— What to do —
Pick out each line of the data below that contains the word "bottle" and copy those lines.

— START Recorded data —

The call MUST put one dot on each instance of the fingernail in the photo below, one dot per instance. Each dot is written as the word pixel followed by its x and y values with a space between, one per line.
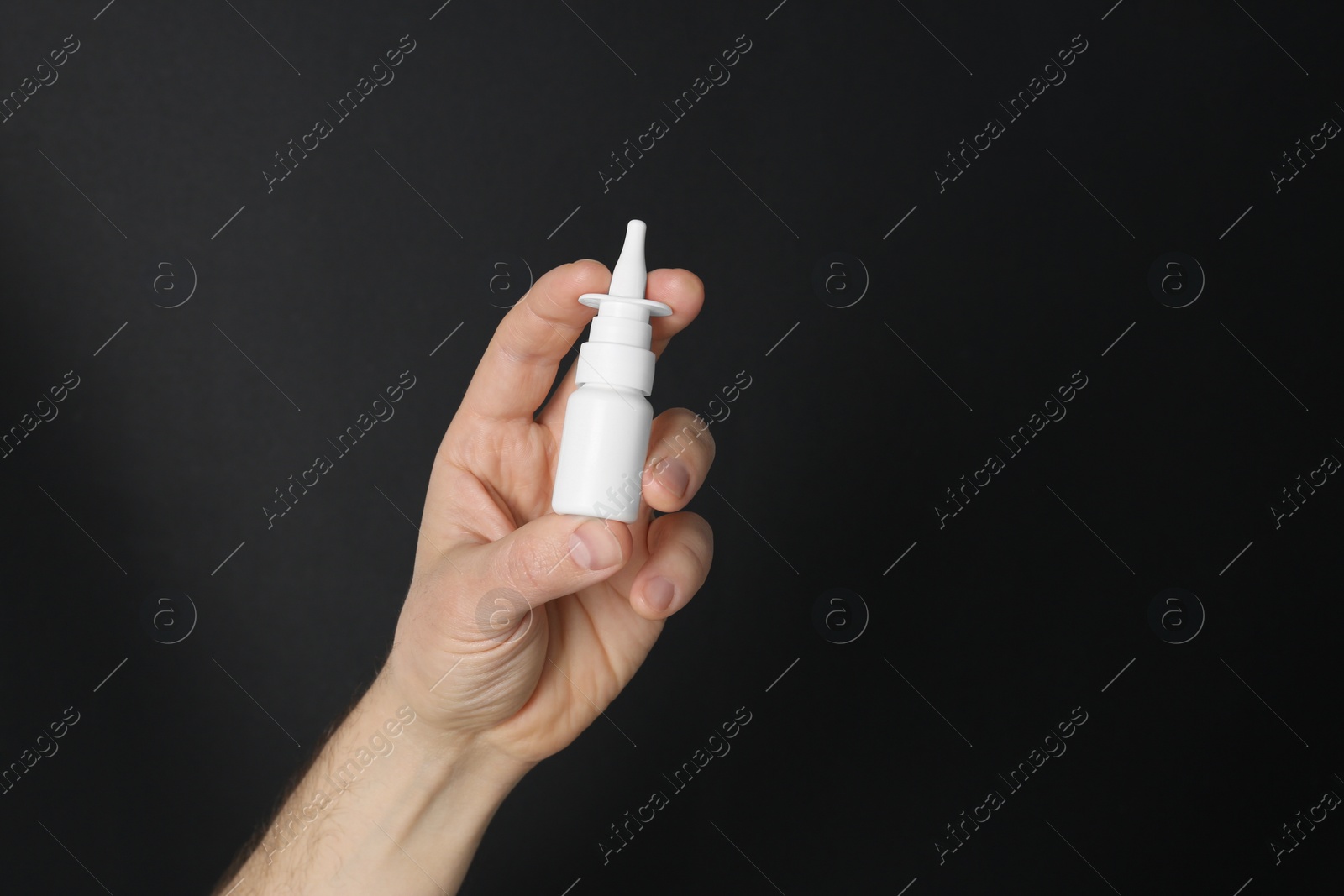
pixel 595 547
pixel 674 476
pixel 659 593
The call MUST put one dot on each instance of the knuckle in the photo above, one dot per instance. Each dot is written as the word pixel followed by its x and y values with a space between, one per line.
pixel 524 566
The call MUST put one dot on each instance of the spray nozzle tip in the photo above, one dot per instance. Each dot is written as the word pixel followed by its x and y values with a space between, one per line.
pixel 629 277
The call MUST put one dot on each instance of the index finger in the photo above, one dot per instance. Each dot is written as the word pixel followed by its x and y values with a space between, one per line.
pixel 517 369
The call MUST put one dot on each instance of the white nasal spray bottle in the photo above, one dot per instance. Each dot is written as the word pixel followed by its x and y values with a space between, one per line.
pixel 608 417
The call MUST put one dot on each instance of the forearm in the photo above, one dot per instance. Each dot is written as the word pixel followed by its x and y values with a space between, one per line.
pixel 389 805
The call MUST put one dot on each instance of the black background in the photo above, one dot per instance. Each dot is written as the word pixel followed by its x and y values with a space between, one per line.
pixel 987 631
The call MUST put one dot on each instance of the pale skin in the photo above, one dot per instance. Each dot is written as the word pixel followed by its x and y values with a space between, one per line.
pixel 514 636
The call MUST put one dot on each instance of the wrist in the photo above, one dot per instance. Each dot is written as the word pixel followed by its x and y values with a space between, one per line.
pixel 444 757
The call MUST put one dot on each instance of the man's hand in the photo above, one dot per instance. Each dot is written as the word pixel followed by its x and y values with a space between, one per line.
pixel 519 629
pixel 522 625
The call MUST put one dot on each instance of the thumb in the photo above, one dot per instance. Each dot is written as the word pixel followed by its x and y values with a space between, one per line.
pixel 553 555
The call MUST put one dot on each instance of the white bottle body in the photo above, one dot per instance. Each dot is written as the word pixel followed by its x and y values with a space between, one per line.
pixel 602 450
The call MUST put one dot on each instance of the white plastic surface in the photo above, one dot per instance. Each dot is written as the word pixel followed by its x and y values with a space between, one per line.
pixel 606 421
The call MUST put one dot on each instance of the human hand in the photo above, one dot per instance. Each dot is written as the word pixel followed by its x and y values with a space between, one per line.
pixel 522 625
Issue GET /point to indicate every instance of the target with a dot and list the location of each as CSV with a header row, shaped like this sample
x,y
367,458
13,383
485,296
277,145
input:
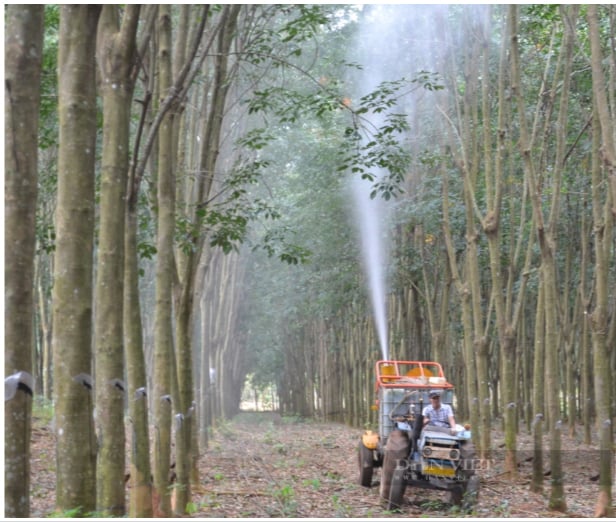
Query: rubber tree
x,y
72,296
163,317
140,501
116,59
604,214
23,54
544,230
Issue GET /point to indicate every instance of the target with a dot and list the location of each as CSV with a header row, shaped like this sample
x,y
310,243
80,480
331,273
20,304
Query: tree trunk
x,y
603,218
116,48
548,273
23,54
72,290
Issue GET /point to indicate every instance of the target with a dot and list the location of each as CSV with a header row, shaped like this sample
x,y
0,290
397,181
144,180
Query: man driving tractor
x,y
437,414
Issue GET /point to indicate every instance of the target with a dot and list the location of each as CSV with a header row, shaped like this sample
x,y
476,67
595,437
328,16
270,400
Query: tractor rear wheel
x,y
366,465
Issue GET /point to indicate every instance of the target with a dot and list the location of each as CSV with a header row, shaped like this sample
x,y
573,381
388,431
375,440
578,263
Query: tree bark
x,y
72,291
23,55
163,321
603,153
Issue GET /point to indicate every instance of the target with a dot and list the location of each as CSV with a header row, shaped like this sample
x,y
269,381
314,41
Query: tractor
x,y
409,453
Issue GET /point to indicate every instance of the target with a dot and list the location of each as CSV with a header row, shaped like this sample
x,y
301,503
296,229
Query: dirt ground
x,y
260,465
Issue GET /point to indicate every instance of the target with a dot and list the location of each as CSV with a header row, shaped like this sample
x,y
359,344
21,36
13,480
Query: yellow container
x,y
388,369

— END Recorded data —

— Written response —
The call MUST put one dot on each instance of the white nasal spray bottle in the photo above, one dot per instance. Each dot is written as the word pixel followed by its x and y values with a space between, one per line.
The call MUST put one dot on each instance of the white bottle body in the photo above, one dot per instance. Each dot is written as the word pixel followed by its x and y values with a space between, one per line.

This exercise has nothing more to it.